### What is expected
Number every line of the rows below as one list, and leave out the blank lines.
--- begin Dataset records ---
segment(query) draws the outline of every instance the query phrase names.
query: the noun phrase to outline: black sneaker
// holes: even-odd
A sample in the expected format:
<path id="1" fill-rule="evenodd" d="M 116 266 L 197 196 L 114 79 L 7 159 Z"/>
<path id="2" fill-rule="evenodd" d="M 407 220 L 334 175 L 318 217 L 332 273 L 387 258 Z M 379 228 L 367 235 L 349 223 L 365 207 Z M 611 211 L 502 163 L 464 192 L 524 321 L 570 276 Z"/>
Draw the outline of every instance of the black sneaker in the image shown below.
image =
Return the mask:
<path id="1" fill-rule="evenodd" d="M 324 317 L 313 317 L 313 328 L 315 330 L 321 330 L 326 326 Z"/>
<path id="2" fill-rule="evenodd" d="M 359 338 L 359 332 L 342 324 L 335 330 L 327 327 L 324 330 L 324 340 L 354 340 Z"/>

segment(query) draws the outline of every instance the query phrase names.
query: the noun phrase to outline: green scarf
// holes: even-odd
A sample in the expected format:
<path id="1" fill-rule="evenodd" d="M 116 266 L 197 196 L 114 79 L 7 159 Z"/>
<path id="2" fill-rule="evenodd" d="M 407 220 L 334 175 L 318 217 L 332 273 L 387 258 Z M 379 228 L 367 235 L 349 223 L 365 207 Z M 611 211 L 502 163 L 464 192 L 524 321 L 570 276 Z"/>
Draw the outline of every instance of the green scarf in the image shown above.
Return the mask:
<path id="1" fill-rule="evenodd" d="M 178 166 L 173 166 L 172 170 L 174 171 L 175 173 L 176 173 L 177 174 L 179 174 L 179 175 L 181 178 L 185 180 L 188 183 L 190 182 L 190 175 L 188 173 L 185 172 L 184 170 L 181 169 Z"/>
--- end Dataset records ---
### Final result
1. segment(query) draws the outline of every instance the query phrase names.
2. query: the noun phrase to outline: black sneaker
3. // holes: even-odd
4. A sample in the expected format:
5. <path id="1" fill-rule="evenodd" d="M 116 266 L 197 196 L 114 79 L 7 159 Z"/>
6. <path id="2" fill-rule="evenodd" d="M 407 220 L 334 175 L 318 217 L 332 273 L 387 258 Z M 379 228 L 367 235 L 349 223 L 365 207 Z M 611 211 L 502 163 L 464 192 L 524 321 L 570 276 Z"/>
7. Draw the outline of every instance of the black sneaker in the image shown below.
8. image =
9. Return the mask:
10. <path id="1" fill-rule="evenodd" d="M 324 317 L 313 317 L 313 328 L 315 330 L 321 330 L 326 326 Z"/>
11. <path id="2" fill-rule="evenodd" d="M 359 338 L 359 332 L 342 324 L 335 330 L 327 327 L 324 330 L 324 340 L 354 340 Z"/>
12. segment(query) draws the outline of every instance the query phrase names.
13. query: the noun phrase to outline: green scarf
14. // holes: even-odd
15. A sample in the expected format:
16. <path id="1" fill-rule="evenodd" d="M 116 266 L 197 196 L 114 79 L 7 159 Z"/>
17. <path id="2" fill-rule="evenodd" d="M 407 220 L 334 175 L 318 217 L 332 273 L 387 258 Z M 379 228 L 367 235 L 349 223 L 365 207 Z M 611 211 L 502 163 L 464 192 L 524 321 L 570 276 Z"/>
18. Draw the outline of every instance of the green scarf in the image shown above.
19. Return the mask:
20. <path id="1" fill-rule="evenodd" d="M 178 166 L 173 166 L 172 170 L 174 171 L 175 173 L 176 173 L 177 174 L 179 174 L 179 175 L 181 178 L 185 180 L 188 183 L 190 182 L 190 175 L 188 173 L 185 172 L 184 170 L 181 169 Z"/>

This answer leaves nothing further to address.